◆ What you need to do:
Please answer from the blog post below about the "Olympia Snowe factor": how many Senate Republicans voted for the Civil Rights Act of 1964?

By Mary Kate Cary, Thomas Jefferson Street blog
The "Olympia Snowe factor" is the talk of the town with today's vote on the Baucus health reform bill coming out of the Senate Finance Committee. All eyes are on Maine Sen. Olympia Snowe, who was the only Republican to join 13 Democrats on the committee in voting for the bill.
Why does her one vote matter so much? University of Virginia professor Larry Sabato writes in today's New York Times:
When Lyndon Johnson needed extra votes for his civil rights bills in the 1960s, he turned to liberal Republicans, primarily from the Northeast and Midwest. The Civil Rights Act of 1964 received the votes of 27 Senate Republicans and 136 House Republicans, and the Voting Rights Act of 1965 got 30 G.O.P. votes in the Senate and 111 G.O.P. votes in the House. And let's not forget Medicare, the public policy predecessor to today's reform efforts. Johnson was able to find 13 Senate and 70 House Republicans to back Medicare in 1965. Compare this to a universe of perhaps a dozen Republicans in both houses of Congress who are even theoretically available to support Obama's reform approach this year...
Thanks to a broad-based polarization of the two parties that has accelerated since [the Reagan years], there are just a handful of liberal Republicans and conservative Democrats left in Congress. Even most of the "Blue Dog" Democrats are more moderate than conservative, if you examine their voting records closely. So a president has very few members of the loyal opposition to woo in seeking the margin of victory for his legislative package.
The problem isn't that the small state of Maine is the pivotal vote for 16 percent of our economy; the problem is that there aren't more moderates in office from other states who could join Snowe as swing votes, too. It shows how polarized and partisan our Congress has become, as well as our electorate. We should expect a lot more party-line votes between now and the midterm elections.

◆ Supplied information:

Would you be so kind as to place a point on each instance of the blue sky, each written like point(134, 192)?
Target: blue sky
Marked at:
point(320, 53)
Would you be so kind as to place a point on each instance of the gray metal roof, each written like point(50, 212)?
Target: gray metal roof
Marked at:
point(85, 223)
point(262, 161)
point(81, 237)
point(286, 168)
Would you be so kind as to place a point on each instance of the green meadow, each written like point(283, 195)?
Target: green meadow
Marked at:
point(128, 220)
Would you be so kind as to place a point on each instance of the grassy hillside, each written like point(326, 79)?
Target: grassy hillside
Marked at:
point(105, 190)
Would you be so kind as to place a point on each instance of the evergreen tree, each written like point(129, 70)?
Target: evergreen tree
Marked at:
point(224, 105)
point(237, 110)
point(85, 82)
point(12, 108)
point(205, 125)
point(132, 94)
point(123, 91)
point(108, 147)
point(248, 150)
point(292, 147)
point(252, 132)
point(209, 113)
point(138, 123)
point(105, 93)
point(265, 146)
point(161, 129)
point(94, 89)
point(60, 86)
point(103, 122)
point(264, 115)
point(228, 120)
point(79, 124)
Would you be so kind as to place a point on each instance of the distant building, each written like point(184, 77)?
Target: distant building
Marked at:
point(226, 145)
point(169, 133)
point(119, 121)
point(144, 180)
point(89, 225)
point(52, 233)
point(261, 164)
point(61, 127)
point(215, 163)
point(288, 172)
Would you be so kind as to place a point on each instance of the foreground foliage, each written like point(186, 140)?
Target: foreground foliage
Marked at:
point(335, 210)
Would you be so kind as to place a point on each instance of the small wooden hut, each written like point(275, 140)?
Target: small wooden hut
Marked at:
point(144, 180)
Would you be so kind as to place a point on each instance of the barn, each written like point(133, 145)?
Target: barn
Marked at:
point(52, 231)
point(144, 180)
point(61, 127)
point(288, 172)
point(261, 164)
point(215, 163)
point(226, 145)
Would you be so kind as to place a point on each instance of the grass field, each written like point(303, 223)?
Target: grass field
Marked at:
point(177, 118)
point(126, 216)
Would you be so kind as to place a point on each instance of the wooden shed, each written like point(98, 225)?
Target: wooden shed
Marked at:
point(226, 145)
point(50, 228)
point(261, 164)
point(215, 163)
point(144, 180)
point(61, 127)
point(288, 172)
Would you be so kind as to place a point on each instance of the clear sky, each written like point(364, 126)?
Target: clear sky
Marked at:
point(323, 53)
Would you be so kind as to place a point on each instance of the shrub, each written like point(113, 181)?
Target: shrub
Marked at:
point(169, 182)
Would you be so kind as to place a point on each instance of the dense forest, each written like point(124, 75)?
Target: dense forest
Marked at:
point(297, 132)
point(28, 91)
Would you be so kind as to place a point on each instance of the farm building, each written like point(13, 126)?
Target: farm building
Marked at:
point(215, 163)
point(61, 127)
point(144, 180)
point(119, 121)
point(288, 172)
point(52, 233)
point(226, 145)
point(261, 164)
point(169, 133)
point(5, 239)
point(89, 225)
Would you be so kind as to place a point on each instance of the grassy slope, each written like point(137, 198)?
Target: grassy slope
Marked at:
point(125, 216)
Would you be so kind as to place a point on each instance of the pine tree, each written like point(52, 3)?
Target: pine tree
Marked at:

◆ Written reply:
27 Senate Republicans voted for it.